Produce a verbatim transcription of the records below, beginning at the line containing "Query: blue sky" and ending at the final line; include only those lines.
--*--
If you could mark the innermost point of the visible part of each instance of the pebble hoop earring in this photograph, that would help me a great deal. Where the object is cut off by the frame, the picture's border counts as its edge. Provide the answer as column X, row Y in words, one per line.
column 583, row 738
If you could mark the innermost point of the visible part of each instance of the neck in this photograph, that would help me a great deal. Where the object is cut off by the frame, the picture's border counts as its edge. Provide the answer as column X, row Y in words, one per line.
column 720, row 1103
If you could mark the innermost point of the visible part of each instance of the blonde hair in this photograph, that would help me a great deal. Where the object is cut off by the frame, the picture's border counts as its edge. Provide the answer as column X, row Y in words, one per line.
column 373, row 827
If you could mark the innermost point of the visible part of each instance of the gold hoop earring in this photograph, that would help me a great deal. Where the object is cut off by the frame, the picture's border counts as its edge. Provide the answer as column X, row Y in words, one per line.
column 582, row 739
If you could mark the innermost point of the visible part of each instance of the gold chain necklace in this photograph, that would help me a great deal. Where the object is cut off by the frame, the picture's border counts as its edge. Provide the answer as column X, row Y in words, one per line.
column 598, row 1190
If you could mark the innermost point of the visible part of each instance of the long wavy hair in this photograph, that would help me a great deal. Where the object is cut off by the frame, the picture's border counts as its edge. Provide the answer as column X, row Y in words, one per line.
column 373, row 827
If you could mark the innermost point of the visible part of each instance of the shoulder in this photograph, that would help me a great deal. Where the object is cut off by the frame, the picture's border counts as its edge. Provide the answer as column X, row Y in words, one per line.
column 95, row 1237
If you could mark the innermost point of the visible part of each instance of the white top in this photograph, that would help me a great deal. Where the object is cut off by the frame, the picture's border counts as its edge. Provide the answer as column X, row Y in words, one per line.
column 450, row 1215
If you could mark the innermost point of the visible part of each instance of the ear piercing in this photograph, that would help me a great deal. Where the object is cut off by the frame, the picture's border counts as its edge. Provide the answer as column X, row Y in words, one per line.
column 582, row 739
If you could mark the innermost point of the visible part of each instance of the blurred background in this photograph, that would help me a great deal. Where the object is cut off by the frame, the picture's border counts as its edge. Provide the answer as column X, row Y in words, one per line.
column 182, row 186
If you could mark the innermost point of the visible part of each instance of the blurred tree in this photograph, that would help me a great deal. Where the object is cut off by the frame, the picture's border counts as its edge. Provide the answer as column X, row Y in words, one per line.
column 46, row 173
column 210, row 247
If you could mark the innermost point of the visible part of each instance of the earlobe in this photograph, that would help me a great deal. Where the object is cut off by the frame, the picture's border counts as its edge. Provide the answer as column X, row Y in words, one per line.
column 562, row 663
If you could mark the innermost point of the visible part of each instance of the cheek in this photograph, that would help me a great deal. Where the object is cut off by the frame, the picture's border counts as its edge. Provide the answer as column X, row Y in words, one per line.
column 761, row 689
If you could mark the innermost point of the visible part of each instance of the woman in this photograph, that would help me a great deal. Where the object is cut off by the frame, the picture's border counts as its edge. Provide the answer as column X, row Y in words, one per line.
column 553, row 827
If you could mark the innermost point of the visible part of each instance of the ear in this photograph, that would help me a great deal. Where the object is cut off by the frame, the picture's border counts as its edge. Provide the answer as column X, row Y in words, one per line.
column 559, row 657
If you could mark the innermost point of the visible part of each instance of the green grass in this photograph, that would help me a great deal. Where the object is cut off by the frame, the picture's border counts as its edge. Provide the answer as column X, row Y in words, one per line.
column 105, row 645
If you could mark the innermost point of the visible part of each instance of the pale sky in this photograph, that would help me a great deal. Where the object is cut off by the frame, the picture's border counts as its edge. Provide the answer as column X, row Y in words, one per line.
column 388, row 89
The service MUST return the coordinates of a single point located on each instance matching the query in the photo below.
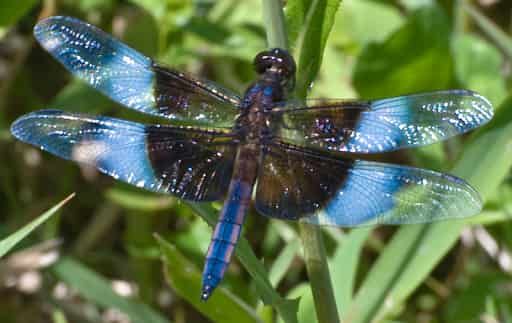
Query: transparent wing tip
(22, 127)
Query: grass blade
(223, 306)
(499, 37)
(98, 290)
(310, 23)
(9, 242)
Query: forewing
(190, 164)
(300, 184)
(133, 79)
(382, 125)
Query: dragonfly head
(276, 63)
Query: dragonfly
(293, 160)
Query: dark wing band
(192, 164)
(382, 125)
(133, 79)
(299, 184)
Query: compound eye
(262, 62)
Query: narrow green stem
(275, 24)
(314, 250)
(318, 273)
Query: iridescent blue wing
(133, 79)
(381, 125)
(298, 184)
(190, 164)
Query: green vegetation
(138, 256)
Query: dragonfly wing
(302, 185)
(382, 125)
(190, 164)
(133, 79)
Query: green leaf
(306, 310)
(497, 35)
(404, 62)
(283, 261)
(309, 25)
(478, 66)
(344, 266)
(363, 21)
(11, 11)
(98, 290)
(185, 279)
(416, 249)
(9, 242)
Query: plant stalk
(314, 250)
(273, 17)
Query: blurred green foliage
(353, 48)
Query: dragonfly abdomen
(227, 230)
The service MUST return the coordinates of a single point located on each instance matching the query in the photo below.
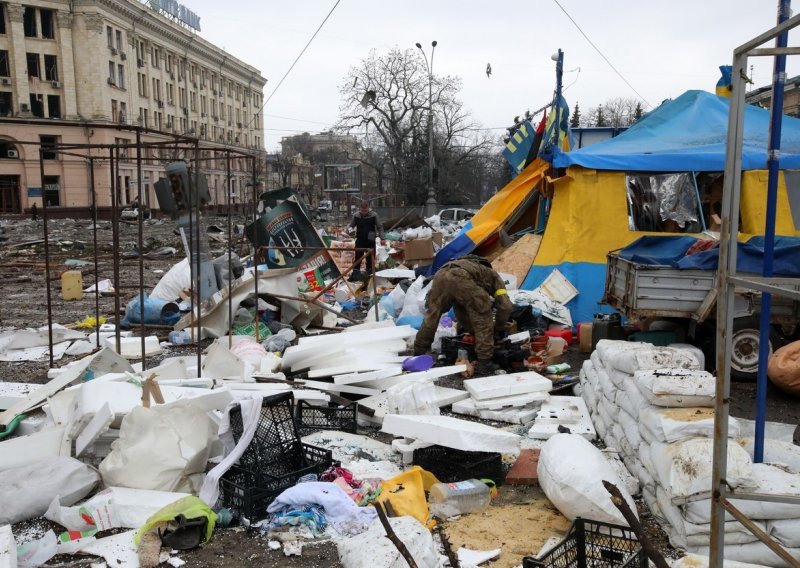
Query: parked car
(455, 215)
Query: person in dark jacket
(472, 288)
(367, 227)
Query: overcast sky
(661, 47)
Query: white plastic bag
(571, 473)
(27, 491)
(683, 469)
(677, 387)
(163, 448)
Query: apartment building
(99, 72)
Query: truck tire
(744, 348)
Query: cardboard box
(423, 249)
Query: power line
(597, 49)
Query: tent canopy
(688, 133)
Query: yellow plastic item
(190, 507)
(72, 285)
(406, 494)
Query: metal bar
(140, 235)
(46, 256)
(725, 303)
(94, 243)
(773, 163)
(761, 535)
(771, 285)
(745, 48)
(771, 51)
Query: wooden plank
(518, 258)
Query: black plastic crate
(275, 435)
(338, 414)
(450, 465)
(248, 492)
(592, 544)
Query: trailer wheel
(744, 348)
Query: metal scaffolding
(730, 280)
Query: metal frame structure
(729, 280)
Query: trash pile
(654, 405)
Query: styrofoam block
(367, 376)
(430, 374)
(451, 433)
(516, 400)
(563, 411)
(509, 415)
(349, 389)
(131, 347)
(507, 385)
(378, 403)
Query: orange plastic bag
(783, 368)
(405, 493)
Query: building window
(29, 21)
(48, 29)
(48, 144)
(52, 191)
(54, 106)
(51, 67)
(5, 68)
(33, 65)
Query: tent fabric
(688, 134)
(492, 216)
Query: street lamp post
(430, 205)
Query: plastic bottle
(451, 499)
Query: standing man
(367, 227)
(471, 287)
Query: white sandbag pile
(654, 405)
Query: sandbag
(783, 368)
(674, 424)
(675, 387)
(683, 469)
(164, 448)
(571, 471)
(775, 452)
(651, 359)
(770, 480)
(26, 492)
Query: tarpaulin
(688, 133)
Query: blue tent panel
(688, 133)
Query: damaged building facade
(96, 72)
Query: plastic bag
(571, 473)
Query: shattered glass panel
(663, 203)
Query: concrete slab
(563, 412)
(524, 470)
(510, 415)
(517, 400)
(507, 385)
(451, 433)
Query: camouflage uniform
(468, 286)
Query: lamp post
(430, 204)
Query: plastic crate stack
(654, 405)
(273, 462)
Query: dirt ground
(521, 525)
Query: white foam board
(451, 433)
(565, 411)
(517, 400)
(510, 415)
(507, 385)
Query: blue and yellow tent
(589, 214)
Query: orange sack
(784, 368)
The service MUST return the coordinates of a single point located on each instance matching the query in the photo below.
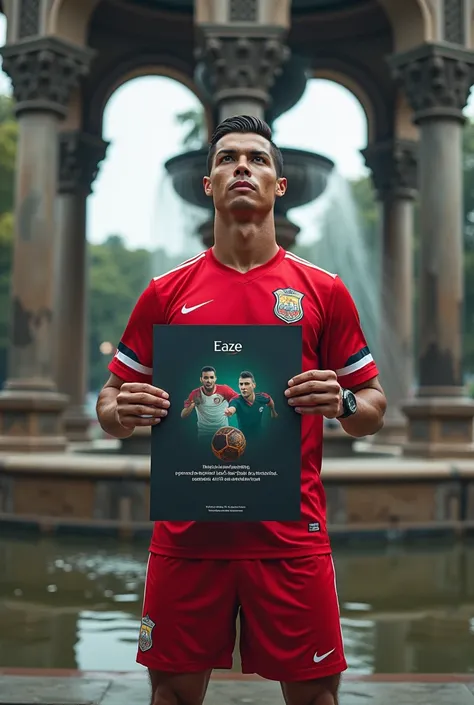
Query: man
(280, 575)
(210, 401)
(249, 406)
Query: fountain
(307, 174)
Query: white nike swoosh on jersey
(193, 308)
(317, 658)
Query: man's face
(208, 380)
(246, 387)
(243, 178)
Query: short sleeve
(343, 345)
(133, 359)
(193, 397)
(228, 393)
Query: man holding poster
(279, 575)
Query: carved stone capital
(241, 63)
(80, 155)
(394, 167)
(44, 72)
(436, 79)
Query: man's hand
(141, 405)
(315, 392)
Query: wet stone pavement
(117, 689)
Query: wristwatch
(349, 403)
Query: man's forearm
(107, 413)
(368, 419)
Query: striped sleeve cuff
(130, 359)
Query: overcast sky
(131, 196)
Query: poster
(230, 447)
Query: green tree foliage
(117, 276)
(195, 122)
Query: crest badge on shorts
(145, 641)
(288, 305)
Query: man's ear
(207, 186)
(281, 186)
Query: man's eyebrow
(253, 152)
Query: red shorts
(289, 616)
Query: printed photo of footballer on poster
(230, 446)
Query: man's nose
(242, 168)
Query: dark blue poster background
(228, 476)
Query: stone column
(80, 155)
(240, 52)
(44, 71)
(394, 173)
(437, 80)
(238, 63)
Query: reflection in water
(69, 604)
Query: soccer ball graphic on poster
(228, 443)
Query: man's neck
(244, 245)
(209, 392)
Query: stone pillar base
(32, 422)
(139, 443)
(286, 231)
(77, 424)
(336, 442)
(394, 431)
(439, 427)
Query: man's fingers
(317, 400)
(141, 410)
(143, 388)
(142, 398)
(310, 375)
(312, 387)
(323, 410)
(132, 422)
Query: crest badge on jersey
(288, 305)
(145, 640)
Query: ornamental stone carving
(436, 79)
(454, 21)
(243, 10)
(80, 156)
(29, 18)
(243, 64)
(44, 72)
(394, 167)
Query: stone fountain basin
(307, 174)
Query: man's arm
(188, 410)
(271, 406)
(122, 406)
(106, 409)
(346, 362)
(371, 407)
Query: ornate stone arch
(376, 103)
(412, 21)
(134, 67)
(69, 19)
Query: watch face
(351, 402)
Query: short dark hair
(247, 375)
(245, 124)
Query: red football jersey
(287, 290)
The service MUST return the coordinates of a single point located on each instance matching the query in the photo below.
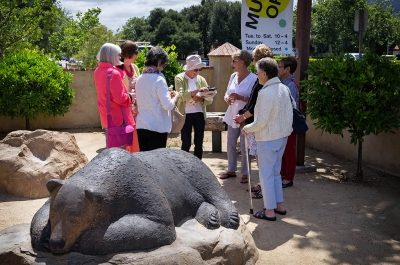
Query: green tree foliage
(332, 26)
(171, 69)
(72, 35)
(23, 22)
(225, 23)
(194, 29)
(32, 85)
(358, 96)
(96, 37)
(383, 27)
(136, 29)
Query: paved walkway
(328, 221)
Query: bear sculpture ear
(54, 185)
(93, 196)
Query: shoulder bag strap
(108, 93)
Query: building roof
(225, 49)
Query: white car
(353, 55)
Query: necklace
(129, 70)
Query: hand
(133, 96)
(203, 89)
(238, 119)
(234, 96)
(135, 111)
(198, 99)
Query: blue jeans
(233, 135)
(197, 122)
(269, 162)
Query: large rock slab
(194, 245)
(28, 159)
(215, 121)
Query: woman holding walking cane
(273, 117)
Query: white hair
(109, 53)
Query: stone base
(194, 245)
(306, 168)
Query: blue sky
(114, 14)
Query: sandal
(257, 195)
(261, 215)
(244, 179)
(226, 176)
(256, 188)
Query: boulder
(194, 245)
(29, 159)
(215, 121)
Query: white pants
(269, 162)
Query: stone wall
(380, 151)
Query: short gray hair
(269, 66)
(242, 55)
(156, 55)
(109, 53)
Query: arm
(262, 112)
(295, 93)
(163, 94)
(182, 87)
(118, 90)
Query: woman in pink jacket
(108, 58)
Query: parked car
(353, 55)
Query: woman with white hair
(120, 99)
(273, 117)
(188, 84)
(237, 95)
(155, 102)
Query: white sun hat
(193, 62)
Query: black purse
(299, 120)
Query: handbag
(299, 120)
(117, 136)
(178, 120)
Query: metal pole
(303, 26)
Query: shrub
(32, 85)
(360, 96)
(171, 69)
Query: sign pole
(303, 26)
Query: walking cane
(249, 174)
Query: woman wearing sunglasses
(188, 84)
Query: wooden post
(303, 26)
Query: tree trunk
(27, 125)
(359, 175)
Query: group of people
(260, 113)
(259, 110)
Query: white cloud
(114, 14)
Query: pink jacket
(119, 96)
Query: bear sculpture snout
(56, 243)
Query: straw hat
(193, 62)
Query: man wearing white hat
(188, 84)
--*--
- _Task result_
Query: blue sky
(114, 14)
Query: sandal
(257, 195)
(261, 215)
(244, 179)
(226, 176)
(256, 188)
Query: boulder
(194, 245)
(29, 159)
(215, 121)
Query: white pants
(269, 162)
Query: stone wall
(380, 151)
Query: short gray hair
(269, 66)
(242, 55)
(156, 55)
(109, 53)
Query: arm
(262, 112)
(295, 93)
(163, 94)
(182, 87)
(118, 90)
Query: woman in pink jacket
(108, 58)
Query: parked car
(353, 55)
Query: woman with white hair
(120, 99)
(273, 117)
(188, 84)
(237, 95)
(155, 102)
Query: white sun hat
(193, 62)
Query: black purse
(299, 120)
Query: handbag
(299, 120)
(117, 136)
(178, 120)
Query: metal pole
(303, 26)
Query: shrub
(32, 85)
(360, 96)
(171, 69)
Query: sign pole
(303, 26)
Query: walking cane
(249, 174)
Query: woman wearing sunglasses
(188, 84)
Query: wooden post
(303, 26)
Query: tree trunk
(27, 125)
(359, 175)
Query: group of people
(260, 113)
(259, 110)
Query: white cloud
(114, 14)
Query: pink jacket
(119, 96)
Query: bear sculpture snout
(56, 243)
Query: straw hat
(193, 62)
Query: man wearing white hat
(188, 84)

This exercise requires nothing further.